WHAT IS EXPECTED: Reproduce every line of the following material verbatim.

SOURCE DATA:

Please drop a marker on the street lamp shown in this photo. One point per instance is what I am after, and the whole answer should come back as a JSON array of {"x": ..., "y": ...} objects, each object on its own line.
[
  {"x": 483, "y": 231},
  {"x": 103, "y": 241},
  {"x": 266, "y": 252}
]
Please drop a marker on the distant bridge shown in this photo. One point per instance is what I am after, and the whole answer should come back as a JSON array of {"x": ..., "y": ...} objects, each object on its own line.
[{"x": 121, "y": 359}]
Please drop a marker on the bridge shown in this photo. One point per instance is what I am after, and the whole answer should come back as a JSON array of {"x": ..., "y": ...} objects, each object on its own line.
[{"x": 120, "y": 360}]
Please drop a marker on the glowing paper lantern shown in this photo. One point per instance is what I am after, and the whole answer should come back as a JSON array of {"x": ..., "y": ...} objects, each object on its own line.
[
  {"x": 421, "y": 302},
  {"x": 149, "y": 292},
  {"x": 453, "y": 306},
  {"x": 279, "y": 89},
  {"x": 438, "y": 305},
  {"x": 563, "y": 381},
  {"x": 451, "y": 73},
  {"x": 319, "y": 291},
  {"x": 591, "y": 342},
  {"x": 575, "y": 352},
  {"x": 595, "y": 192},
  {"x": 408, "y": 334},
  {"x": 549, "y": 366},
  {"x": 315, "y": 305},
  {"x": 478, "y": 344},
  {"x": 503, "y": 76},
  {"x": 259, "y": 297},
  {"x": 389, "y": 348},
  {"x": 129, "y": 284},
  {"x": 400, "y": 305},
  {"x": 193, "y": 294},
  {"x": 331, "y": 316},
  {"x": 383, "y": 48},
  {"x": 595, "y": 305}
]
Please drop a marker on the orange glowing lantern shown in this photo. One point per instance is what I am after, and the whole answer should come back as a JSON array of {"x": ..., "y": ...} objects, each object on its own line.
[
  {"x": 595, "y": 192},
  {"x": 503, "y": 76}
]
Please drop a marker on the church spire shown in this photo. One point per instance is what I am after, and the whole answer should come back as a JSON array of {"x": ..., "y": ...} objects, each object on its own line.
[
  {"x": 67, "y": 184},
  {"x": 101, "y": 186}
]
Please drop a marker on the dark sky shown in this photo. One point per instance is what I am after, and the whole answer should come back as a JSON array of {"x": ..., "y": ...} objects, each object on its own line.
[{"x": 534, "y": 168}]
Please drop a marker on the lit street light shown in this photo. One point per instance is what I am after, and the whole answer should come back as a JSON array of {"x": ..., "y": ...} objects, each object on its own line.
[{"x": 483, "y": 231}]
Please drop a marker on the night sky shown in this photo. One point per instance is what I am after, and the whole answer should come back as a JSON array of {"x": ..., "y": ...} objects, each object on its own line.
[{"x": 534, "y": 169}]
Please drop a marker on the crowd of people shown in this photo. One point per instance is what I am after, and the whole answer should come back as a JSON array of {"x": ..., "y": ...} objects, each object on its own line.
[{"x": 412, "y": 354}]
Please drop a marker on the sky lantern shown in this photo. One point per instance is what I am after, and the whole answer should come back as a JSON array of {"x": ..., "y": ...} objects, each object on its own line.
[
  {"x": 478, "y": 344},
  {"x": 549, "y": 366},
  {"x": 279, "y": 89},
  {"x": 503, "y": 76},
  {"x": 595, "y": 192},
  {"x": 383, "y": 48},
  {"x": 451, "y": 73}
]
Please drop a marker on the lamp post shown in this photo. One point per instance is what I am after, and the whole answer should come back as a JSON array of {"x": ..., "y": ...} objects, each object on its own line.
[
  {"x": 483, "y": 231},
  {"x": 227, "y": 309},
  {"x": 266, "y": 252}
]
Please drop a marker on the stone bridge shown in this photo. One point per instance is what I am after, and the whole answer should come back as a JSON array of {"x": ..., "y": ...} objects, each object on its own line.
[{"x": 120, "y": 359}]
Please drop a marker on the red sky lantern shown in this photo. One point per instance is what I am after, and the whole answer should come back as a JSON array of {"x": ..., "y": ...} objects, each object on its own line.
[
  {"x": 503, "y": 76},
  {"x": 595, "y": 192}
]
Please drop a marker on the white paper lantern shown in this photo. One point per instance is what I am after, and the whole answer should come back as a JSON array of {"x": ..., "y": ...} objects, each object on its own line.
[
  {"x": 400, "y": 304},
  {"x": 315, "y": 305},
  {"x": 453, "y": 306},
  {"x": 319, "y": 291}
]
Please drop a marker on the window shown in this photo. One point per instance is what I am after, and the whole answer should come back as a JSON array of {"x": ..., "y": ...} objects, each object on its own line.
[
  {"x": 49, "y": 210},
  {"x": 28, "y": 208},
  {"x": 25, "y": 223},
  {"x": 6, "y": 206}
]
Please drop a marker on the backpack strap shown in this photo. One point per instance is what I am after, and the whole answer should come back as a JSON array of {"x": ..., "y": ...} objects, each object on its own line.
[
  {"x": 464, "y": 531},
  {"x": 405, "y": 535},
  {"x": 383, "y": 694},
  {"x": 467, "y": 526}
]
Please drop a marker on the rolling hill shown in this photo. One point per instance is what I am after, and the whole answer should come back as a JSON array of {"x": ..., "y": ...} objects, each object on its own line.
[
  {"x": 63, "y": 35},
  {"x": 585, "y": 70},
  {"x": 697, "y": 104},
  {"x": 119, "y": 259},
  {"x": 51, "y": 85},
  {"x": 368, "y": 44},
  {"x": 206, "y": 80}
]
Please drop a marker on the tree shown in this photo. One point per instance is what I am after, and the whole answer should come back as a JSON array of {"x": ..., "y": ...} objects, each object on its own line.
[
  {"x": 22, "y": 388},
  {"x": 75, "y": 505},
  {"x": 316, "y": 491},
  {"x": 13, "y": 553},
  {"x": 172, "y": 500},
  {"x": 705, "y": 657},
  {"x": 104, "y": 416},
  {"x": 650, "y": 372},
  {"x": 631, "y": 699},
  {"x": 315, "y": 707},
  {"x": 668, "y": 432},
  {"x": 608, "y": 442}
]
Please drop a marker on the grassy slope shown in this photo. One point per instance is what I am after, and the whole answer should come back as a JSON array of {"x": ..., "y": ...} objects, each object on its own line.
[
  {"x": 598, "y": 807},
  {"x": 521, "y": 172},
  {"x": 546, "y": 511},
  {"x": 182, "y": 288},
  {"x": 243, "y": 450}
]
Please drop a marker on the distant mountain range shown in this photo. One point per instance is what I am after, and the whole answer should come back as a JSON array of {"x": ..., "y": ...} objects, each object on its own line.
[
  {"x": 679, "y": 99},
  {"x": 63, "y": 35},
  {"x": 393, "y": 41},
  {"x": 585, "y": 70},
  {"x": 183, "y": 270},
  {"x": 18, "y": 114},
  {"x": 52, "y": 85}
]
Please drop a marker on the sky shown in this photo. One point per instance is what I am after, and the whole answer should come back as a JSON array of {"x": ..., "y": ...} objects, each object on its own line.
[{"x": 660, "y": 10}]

PROBLEM SOLUTION:
Please drop a marker on the street lamp shown in this photo. One point per instance is what I am after, and the whole answer should come back as a JSON array of {"x": ..., "y": ...} objects, each object on its own line.
[
  {"x": 483, "y": 231},
  {"x": 103, "y": 241},
  {"x": 266, "y": 252}
]
Please drop a marker on the distant bridge shown in this photo. One point per instance is what I am after, and the whole answer should come back as a JSON array of {"x": ..., "y": ...} objects, each object on its own line.
[{"x": 121, "y": 359}]
Please drop a marker on the bridge shown in this photo. One point per instance is what I am after, and the whole answer should come back as a JSON array of {"x": ..., "y": ...} objects, each object on its own line.
[{"x": 120, "y": 360}]
Please drop a marker on the glowing paper lantern shown in this photo. One point per instance is what I am after, and the whole answer should come back as a JSON array of {"x": ..., "y": ...} objects, each object on its own line.
[
  {"x": 421, "y": 302},
  {"x": 149, "y": 292},
  {"x": 453, "y": 306},
  {"x": 279, "y": 89},
  {"x": 438, "y": 305},
  {"x": 563, "y": 381},
  {"x": 451, "y": 73},
  {"x": 319, "y": 291},
  {"x": 591, "y": 342},
  {"x": 575, "y": 352},
  {"x": 595, "y": 192},
  {"x": 408, "y": 334},
  {"x": 549, "y": 366},
  {"x": 315, "y": 305},
  {"x": 478, "y": 344},
  {"x": 503, "y": 76},
  {"x": 259, "y": 297},
  {"x": 389, "y": 348},
  {"x": 129, "y": 284},
  {"x": 400, "y": 305},
  {"x": 193, "y": 294},
  {"x": 331, "y": 316},
  {"x": 383, "y": 48},
  {"x": 595, "y": 305}
]
Please drop a marker on the orange glowing lantern shown in this photo. One point per instance is what I am after, and the whole answer should come back as a JSON array of {"x": ..., "y": ...} objects, each object on its own line.
[
  {"x": 595, "y": 192},
  {"x": 503, "y": 76}
]
Please drop a marker on the church spire shown in this photo. One point per instance is what I am after, and the whole answer should come back as a JSON array of {"x": ..., "y": ...} objects, each object on its own line.
[
  {"x": 67, "y": 184},
  {"x": 101, "y": 186}
]
Please drop a marker on the dark sky shown in this photo. One point per instance is what I am after, and the whole answer should come back as a JSON array of {"x": ..., "y": ...} objects, each object on its own line.
[{"x": 534, "y": 168}]
Please drop a marker on the lit street light shown in this photo. One point per instance is what I am after, and the whole answer should come back as a JSON array of {"x": ..., "y": ...} objects, each object on its own line.
[{"x": 483, "y": 231}]
Please drop a marker on the night sky shown in this photo. One point per instance is what I am after, and the whole answer should come back as a JSON array of {"x": ..., "y": ...} objects, each object on its own line.
[{"x": 534, "y": 169}]
Please drop a marker on the crowd of people shown in this photo. One point per instance is what I am after, and the whole answer should come back as a JSON array of {"x": ..., "y": ...} objects, each object on its own line.
[{"x": 412, "y": 354}]
Please drop a marker on the sky lantern shown in this photo. One point per instance is what I am after, and the whole answer should come back as a JSON array of {"x": ..., "y": ...} objects, each object on its own line.
[
  {"x": 478, "y": 344},
  {"x": 549, "y": 366},
  {"x": 279, "y": 89},
  {"x": 503, "y": 76},
  {"x": 595, "y": 192},
  {"x": 383, "y": 48},
  {"x": 451, "y": 73}
]
Please drop a marker on the lamp post shown in this photo. One point per instance is what I am after, and the whole answer should come back as a JSON array of {"x": ..., "y": ...} objects, each object on its own line.
[
  {"x": 483, "y": 231},
  {"x": 227, "y": 309},
  {"x": 266, "y": 252}
]
Please drop a marker on the stone bridge shown in this photo. One point per instance is what I am after, and the whole answer should come back as a JSON array of {"x": ..., "y": ...} objects, each object on its own line.
[{"x": 120, "y": 359}]
Please drop a marker on the red sky lantern shown in this photo. One point per instance is what I am after, and the whole answer should come back as a JSON array of {"x": ..., "y": ...} objects, each object on its own line.
[
  {"x": 503, "y": 76},
  {"x": 595, "y": 192}
]
Please drop a marker on the white paper lantern shown in this photo. One point per instance is what I am after, and the whole answer should come back as a JSON array of {"x": ..., "y": ...} objects, each object on its own line.
[
  {"x": 400, "y": 304},
  {"x": 315, "y": 305},
  {"x": 453, "y": 306},
  {"x": 319, "y": 291}
]
Please drop a marker on the window shown in this photo. One point per instance is what I am after, and the whole answer should come back as a JSON array of {"x": ..., "y": ...} objects, each object on its own line.
[
  {"x": 49, "y": 210},
  {"x": 28, "y": 208},
  {"x": 25, "y": 223},
  {"x": 6, "y": 206}
]
Please drop a marker on the backpack strap shown in this photo. One point per instance is what I am after, and the whole answer should come back as a JSON array of {"x": ..., "y": ...} objects, each object on its own line.
[
  {"x": 464, "y": 531},
  {"x": 405, "y": 535},
  {"x": 383, "y": 694},
  {"x": 467, "y": 526}
]
Please drop a marker on the rolling hill shown in this photo. One point per instance is what I am after, and the whole answer should come back as a JSON array of {"x": ..., "y": ...} objects, each object on its own line.
[
  {"x": 63, "y": 35},
  {"x": 585, "y": 70},
  {"x": 697, "y": 104},
  {"x": 119, "y": 259},
  {"x": 51, "y": 85},
  {"x": 368, "y": 44},
  {"x": 206, "y": 80}
]
Please drop a marker on the tree shown in this photo. One point per instance is what I am after, and the whole answer should come back as a JSON array of {"x": ..., "y": ...} objects, each object on its own line.
[
  {"x": 22, "y": 388},
  {"x": 75, "y": 505},
  {"x": 316, "y": 491},
  {"x": 13, "y": 553},
  {"x": 172, "y": 500},
  {"x": 705, "y": 657},
  {"x": 104, "y": 416},
  {"x": 650, "y": 372},
  {"x": 631, "y": 699},
  {"x": 315, "y": 707},
  {"x": 668, "y": 432},
  {"x": 608, "y": 442}
]
Please drop a marker on the grassy slope shown in this photo. One point per instance is what I am after, and the whole answer should come back as a JSON array of {"x": ..., "y": ...} objects, each object on its own line.
[
  {"x": 598, "y": 807},
  {"x": 521, "y": 172},
  {"x": 546, "y": 511},
  {"x": 182, "y": 288},
  {"x": 243, "y": 450}
]
Please drop a marker on the distant mountain range shown in this photo. One point per instance is what I am after, and the whole answer should come back as a JSON array of {"x": ..., "y": ...} objects, each object on its own line.
[
  {"x": 679, "y": 99},
  {"x": 63, "y": 35},
  {"x": 393, "y": 41},
  {"x": 585, "y": 70},
  {"x": 183, "y": 270},
  {"x": 18, "y": 114},
  {"x": 52, "y": 85}
]
Please drop a marker on the sky shown in this photo. One point per instance is what I am after, and the whole answer should come back as a JSON array of {"x": ..., "y": ...} objects, each object on its own line.
[{"x": 660, "y": 10}]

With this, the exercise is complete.